CONSIGNE ÉCRITE 1:
Recopiez fidèlement le passage du texte sur le scan 3D des scènes de crime qui commence aux mots « L’étape de fixation » et s'arrête après les mots « de l’analyse ADN. ».
CONSIGNE ÉCRITE 2:
Traduisez en anglais cette phrase du texte sur le scan 3D des scènes de crime : « L’étape de fixation des lieux est fondamentale. »

EXTRAIT DU DOCUMENT:
Figer une scène de crime en 3D – YesWeScan!
Pour les experts de la police scientifique, il est désormais possible de revisiter une scène de crime ou d’accident jusque dans les plus infimes détails, sous tous les angles et sans même avoir à bouger de leur siège.
Comment ? Rien de plus simple, il suffit d’arrêter le temps, de mouler la réalité en trois dimensions et de la mettre sur un disque dur. Alors mettez vos mains sur le capot et ne bougez plus, on vous embarque… dans le XXIIème siècle.
C’était comment, avant ?
“Avant”, lorsqu’on voulait recréer précisément une scène de crime afin d’archiver les positions exactes des preuves et des indices dispersés un peu partout, il fallait s’armer d’un mètre, d’une règle, d’un papier, d’un crayon et de beaucoup de patience. Après avoir mesuré les différentes côtes on redessinait alors l’environnement, à l’échelle et vu d’au-dessus, pour y replacer exactement les preuves et les indices tels que présents sur la scène de crime. Old School.
Old school et surtout particulièrement fastidieux ; imaginez-vous le temps perdu à tout redessiner au millimètre près, langue tirée et goutte de sueur en embuscade, perlant sur le front en signe de concentration pour “ne surtout pas dépasser” !
Mais ça, c’était avant. Désormais, les experts du monde entier ont accès à la technologie de scan 3D par télémétrie laser : le Lidar. Grâce à elle, ils peuvent en un temps record (quelques minutes par point de capture) scanner leur environnement en trois dimensions et en très haute définition. Le traitement de ces données permettra ensuite de modéliser la scène pour s’y balader, l’étudier et l’analyser en totale liberté. Comme si on avait arrêté le temps.
Pourquoi est-ce aussi déterminant ?
L’étape de fixation des lieux est fondamentale. “Les premières constatations faites dans n’importe quel crime ou délit sont la pierre angulaire de tout procès” comme disait Birschoff. Considérant cela, le gel 3D de scènes de crime pourrait bien représenter la plus grande avancée depuis le développement de l’analyse ADN.

[Enregistrements]
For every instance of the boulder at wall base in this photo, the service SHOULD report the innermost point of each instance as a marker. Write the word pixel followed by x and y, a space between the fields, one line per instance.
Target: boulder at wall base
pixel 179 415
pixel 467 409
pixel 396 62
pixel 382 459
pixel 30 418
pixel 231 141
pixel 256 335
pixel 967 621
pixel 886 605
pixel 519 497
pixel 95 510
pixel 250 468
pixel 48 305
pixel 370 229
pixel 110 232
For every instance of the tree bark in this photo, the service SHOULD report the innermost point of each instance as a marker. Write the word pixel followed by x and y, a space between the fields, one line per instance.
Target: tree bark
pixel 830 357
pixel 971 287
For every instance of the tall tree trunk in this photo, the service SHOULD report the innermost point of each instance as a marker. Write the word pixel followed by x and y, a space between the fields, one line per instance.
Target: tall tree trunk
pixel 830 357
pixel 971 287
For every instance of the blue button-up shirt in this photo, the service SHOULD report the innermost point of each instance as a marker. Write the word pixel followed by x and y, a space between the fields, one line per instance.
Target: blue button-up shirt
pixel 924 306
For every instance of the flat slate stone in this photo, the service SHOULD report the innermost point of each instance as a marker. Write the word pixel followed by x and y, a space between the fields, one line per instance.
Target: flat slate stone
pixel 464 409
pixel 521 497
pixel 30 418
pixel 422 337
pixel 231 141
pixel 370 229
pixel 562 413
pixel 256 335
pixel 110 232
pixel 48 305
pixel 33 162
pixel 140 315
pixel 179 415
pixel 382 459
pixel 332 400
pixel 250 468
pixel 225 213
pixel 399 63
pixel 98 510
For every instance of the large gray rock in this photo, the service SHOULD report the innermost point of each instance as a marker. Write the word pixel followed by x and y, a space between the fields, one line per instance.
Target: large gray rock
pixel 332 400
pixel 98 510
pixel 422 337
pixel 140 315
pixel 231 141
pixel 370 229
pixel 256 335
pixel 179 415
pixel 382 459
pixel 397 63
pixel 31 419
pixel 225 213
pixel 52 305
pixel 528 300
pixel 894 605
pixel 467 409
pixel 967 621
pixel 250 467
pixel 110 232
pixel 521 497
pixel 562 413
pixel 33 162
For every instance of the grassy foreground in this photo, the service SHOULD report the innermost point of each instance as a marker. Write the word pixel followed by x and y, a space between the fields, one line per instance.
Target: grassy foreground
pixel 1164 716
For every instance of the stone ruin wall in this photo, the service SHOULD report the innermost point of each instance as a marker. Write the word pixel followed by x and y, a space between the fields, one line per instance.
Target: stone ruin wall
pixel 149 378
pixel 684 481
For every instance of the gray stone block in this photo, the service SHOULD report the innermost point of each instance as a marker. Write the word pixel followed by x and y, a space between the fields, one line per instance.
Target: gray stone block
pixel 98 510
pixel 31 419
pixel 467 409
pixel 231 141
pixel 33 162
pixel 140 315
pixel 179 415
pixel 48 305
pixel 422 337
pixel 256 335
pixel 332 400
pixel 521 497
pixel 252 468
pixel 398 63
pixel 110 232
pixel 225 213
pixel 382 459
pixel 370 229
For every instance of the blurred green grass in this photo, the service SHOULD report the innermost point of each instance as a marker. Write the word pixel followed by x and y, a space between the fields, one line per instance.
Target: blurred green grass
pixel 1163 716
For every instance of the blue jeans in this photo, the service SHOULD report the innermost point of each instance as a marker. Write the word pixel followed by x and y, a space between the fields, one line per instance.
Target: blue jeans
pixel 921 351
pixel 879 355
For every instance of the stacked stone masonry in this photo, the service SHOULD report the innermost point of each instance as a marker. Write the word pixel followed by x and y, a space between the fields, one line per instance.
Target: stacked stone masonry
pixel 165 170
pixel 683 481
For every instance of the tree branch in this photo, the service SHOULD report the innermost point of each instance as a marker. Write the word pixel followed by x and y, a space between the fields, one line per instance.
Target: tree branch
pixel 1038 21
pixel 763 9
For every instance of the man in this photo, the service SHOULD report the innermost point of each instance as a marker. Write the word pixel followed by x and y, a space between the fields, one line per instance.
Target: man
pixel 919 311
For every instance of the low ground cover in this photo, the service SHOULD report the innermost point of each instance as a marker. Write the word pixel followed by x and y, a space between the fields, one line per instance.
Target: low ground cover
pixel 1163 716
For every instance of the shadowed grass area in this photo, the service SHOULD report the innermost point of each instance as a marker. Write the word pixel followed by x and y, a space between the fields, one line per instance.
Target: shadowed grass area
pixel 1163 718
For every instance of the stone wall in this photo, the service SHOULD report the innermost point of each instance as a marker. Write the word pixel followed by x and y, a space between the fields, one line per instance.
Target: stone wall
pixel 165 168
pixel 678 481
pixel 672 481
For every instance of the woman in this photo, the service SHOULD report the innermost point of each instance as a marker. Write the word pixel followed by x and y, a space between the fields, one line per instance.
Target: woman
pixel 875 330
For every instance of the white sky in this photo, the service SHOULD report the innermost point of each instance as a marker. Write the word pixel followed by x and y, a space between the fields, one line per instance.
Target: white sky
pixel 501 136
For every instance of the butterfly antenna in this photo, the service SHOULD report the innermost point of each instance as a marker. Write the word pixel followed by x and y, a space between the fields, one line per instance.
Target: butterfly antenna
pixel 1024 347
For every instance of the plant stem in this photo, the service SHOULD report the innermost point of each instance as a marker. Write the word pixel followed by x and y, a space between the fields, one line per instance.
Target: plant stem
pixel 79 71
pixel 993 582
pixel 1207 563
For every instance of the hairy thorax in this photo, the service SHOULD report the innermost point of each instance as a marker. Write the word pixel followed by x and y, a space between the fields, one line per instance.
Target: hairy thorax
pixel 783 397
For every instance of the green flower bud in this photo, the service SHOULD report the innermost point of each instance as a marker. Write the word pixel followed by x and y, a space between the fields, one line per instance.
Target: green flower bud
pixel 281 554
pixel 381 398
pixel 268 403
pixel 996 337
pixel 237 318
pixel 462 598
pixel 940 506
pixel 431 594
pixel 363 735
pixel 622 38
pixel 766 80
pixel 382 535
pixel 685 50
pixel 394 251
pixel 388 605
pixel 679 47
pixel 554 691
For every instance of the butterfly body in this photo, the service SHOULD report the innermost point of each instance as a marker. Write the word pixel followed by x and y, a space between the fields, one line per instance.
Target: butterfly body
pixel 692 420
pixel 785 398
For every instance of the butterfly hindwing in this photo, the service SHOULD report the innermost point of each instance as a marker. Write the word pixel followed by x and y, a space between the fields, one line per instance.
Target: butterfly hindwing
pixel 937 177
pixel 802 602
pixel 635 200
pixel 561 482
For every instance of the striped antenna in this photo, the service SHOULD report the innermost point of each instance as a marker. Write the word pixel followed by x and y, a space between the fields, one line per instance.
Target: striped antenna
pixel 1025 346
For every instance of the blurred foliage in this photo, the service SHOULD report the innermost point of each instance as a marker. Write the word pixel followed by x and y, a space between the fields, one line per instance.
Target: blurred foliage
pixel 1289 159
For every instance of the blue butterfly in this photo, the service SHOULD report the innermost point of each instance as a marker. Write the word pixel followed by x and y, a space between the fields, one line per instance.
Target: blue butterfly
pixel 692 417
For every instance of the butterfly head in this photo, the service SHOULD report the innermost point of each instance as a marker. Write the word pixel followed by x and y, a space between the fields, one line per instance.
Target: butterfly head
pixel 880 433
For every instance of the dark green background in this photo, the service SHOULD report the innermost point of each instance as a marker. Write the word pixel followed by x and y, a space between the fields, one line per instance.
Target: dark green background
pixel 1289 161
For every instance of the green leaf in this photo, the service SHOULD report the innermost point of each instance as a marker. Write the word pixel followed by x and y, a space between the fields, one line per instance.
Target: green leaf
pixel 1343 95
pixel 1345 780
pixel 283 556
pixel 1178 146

RÉPONSE ATTENDUE 1:
L’étape de fixation des lieux est fondamentale. “Les premières constatations faites dans n’importe quel crime ou délit sont la pierre angulaire de tout procès” comme disait Birschoff. Considérant cela, le gel 3D de scènes de crime pourrait bien représenter la plus grande avancée depuis le développement de l’analyse ADN.

RÉPONSE ATTENDUE 2:
The step of recording the scene is fundamental.